··· Document extract

From time to time, we may implement or may acquire new lines of business or pilot programs or offer new products and services within existing lines of business. There are substantial risks and uncertainties associated with these efforts, particularly in instances where the markets are not fully developed. In developing and marketing new lines of business and new products and services, we may invest significant time and resources. We may not achieve target timetables for the introduction and development of new lines of business and new products or services and price and profitability targets may not prove feasible. External factors, such as regulatory compliance obligations, competitive alternatives and shifting market preferences, may also impact the successful implementation of a new line of business or a new product or service. Furthermore, any new line of business or new product or service could have a significant impact on the effectiveness of our system of internal controls. Failure to successfully manage these risks in the development and implementation of new lines of business or new products or services could have a material adverse effect on our business, results of operations and financial condition.
 
We may be subject to certain risks in connection with growing through mergers and acquisitions.
 
It is possible that we could acquire other banking institutions, other financial services companies, banking and servicing platforms, or branches of banks in the future. Acquisitions typically involve the payment of a premium over book and trading values and, therefore, may result in the dilution of our tangible book value per share and/or our earnings per share. Our ability to engage in future mergers and acquisitions depends on various factors, including: (1) our ability to identify suitable merger partners and acquisition opportunities; (2) our ability to finance and complete transactions on acceptable terms and at acceptable prices; and (3) our ability to receive the necessary regulatory and, when required, shareholder approvals. Furthermore, mergers and acquisitions involve a number of risks and challenges, including our ability to achieve planned synergies and to integrate the branches and operations we acquire, and the internal controls and regulatory functions into our current operations, as well as the diversion of management’s attention from existing operations, which may adversely affect our ability to successfully conduct our business and negatively impact our financial results.
 
Our SBA lending program is dependent upon the U.S. federal government, and we face specific risks associated with originating SBA loans.

······
··· Raw data

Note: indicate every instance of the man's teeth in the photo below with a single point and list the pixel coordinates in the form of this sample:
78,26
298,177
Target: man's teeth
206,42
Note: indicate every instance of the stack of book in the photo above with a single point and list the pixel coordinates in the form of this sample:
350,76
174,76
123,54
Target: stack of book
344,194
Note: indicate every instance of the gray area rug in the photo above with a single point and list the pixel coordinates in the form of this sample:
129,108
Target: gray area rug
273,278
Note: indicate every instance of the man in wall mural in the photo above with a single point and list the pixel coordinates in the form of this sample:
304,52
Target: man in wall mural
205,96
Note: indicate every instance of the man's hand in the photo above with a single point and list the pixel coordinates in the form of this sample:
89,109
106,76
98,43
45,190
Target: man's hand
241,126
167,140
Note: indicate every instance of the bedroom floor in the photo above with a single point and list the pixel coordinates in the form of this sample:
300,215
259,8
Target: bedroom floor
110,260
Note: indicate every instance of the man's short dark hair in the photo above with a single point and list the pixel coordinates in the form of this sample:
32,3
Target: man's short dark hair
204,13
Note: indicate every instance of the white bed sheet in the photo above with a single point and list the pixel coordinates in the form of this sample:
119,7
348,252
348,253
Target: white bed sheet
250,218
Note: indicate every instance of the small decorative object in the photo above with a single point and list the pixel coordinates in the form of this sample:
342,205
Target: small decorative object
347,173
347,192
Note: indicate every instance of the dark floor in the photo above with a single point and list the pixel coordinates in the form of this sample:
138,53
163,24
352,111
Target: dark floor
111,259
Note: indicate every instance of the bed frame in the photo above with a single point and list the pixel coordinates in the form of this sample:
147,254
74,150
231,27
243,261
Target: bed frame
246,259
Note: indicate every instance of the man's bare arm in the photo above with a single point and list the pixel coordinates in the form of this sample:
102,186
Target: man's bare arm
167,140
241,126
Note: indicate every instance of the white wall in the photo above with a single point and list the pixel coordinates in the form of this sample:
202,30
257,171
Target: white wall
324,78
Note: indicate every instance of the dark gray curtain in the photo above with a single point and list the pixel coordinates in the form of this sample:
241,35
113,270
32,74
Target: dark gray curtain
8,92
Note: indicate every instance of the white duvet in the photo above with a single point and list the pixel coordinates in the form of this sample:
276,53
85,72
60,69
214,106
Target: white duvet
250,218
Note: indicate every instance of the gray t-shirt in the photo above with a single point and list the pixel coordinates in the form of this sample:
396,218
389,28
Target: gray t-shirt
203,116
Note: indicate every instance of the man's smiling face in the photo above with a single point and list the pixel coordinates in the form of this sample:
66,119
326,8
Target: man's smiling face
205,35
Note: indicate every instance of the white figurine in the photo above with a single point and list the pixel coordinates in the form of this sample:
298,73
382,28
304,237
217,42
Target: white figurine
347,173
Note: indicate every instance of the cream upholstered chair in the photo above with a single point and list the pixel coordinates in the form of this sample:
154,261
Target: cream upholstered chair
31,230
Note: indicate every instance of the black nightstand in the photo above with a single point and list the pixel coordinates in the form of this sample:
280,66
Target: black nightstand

······

- Study questions:
• 1. Which kinds of entities does the risk-factor text on mergers and acquisitions say we could acquire in the future? List each one.
• 2. Can you carry on the bank risk-factor text, starting after its final heading about SBA lending?
The records are not needed for anything here.

- Numbered answers:
• 1.
- Other banking institutions
- Other financial services companies
- Banking and servicing platforms
- Branches of banks

• 2.
Our SBA lending program is dependent upon the U.S. federal government. We are an approved participant in the SBA Preferred Lenders Program (“PLP”). As an SBA Preferred Lender, we are able to offer SBA loans to our clients without being subject to the potentially lengthy SBA approval process for application, servicing or liquidation actions necessary for lenders that are not SBA Preferred Lenders. If we lose our status as an SBA Preferred Lender, we may lose some or all of our customers to lenders who are SBA Preferred Lenders, and as a result we could experience a material adverse effect on our financial results.  Any changes to the SBA program, including but not limited to changes to the level of guarantee provided by the federal government on SBA loans, changes to program specific rules impacting volume eligibility under the guaranty program, as well as changes to the program amounts authorized by Congress or exhaustion of the available funding for SBA programs, may have a material adverse effect on our business. In addition, any default by the U.S. government on its obligations or any prolonged government shutdown could, among other things, impede our ability to originate SBA loans or sell such loans in the secondary market, which could materially and adversely affect our business, financial condition and results of operations. When we originate SBA loans, we incur credit risk on the non-guaranteed portion of the loans, and if a customer defaults on a loan, we share any loss and recovery related to the loan pro-rata with the SBA. If the SBA establishes that a loss on an SBA guaranteed loan is attributable to significant technical deficiencies in the manner in which the loan was originated, funded or serviced by us, the SBA may seek recovery of the principal loss related to the deficiency from us.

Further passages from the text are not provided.